%%

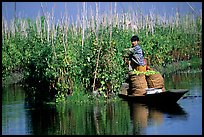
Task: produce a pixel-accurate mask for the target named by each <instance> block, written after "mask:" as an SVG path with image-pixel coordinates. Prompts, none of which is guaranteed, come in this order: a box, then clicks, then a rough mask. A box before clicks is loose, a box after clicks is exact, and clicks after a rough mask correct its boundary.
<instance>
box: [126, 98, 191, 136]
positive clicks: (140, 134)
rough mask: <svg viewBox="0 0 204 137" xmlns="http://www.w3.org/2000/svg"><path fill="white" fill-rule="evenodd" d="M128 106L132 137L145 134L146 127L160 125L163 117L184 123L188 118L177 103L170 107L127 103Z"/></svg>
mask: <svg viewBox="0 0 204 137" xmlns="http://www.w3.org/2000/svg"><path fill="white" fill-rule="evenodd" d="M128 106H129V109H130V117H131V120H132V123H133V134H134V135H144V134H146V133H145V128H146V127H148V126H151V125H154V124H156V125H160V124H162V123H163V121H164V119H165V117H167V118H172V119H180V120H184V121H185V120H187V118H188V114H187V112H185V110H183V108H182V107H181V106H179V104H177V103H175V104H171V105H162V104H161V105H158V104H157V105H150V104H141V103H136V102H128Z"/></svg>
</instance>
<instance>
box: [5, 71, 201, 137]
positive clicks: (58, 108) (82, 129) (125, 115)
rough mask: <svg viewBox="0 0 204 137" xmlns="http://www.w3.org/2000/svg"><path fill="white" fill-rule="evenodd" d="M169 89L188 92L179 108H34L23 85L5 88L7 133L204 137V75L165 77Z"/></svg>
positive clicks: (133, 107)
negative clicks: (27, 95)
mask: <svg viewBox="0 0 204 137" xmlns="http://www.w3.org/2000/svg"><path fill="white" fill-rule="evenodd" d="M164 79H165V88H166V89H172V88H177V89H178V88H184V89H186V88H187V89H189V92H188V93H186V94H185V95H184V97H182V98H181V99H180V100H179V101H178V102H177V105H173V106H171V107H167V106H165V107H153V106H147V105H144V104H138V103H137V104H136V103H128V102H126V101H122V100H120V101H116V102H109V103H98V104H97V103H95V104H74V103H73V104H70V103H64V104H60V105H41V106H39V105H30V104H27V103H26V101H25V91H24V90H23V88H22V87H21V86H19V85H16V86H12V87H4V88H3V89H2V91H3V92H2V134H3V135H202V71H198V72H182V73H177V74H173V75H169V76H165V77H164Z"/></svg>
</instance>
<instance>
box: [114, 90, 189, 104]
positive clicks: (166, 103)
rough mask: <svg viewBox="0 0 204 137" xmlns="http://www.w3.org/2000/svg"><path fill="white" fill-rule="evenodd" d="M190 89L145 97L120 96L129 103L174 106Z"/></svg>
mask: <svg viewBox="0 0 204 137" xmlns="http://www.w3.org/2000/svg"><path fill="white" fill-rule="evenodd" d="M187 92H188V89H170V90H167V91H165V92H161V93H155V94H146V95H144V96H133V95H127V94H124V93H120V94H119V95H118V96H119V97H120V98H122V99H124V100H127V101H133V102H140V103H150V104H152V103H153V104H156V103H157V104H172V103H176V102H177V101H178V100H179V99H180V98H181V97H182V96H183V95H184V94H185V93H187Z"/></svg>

%%

**What you should do:**
Please make an exact copy of the lines above from the line with "106L132 137L145 134L146" through the line with "positive clicks: (58, 108)", both ends included.

**Exercise answer:**
rough mask: <svg viewBox="0 0 204 137" xmlns="http://www.w3.org/2000/svg"><path fill="white" fill-rule="evenodd" d="M128 106L132 137L145 134L146 127L160 125L163 117L184 123L188 118L177 103L170 107L127 103Z"/></svg>
mask: <svg viewBox="0 0 204 137" xmlns="http://www.w3.org/2000/svg"><path fill="white" fill-rule="evenodd" d="M128 106H129V109H130V117H131V120H132V123H133V134H134V135H144V134H146V133H145V128H146V127H148V126H151V125H154V124H156V125H160V124H162V123H163V121H164V119H165V117H167V118H172V119H180V120H184V121H185V120H187V118H188V114H187V112H185V110H183V108H182V107H181V106H179V104H177V103H175V104H171V105H162V104H161V105H158V104H157V105H150V104H141V103H136V102H128Z"/></svg>
</instance>
<instance>
box: [5, 71, 201, 137]
positive clicks: (58, 108) (82, 129) (125, 115)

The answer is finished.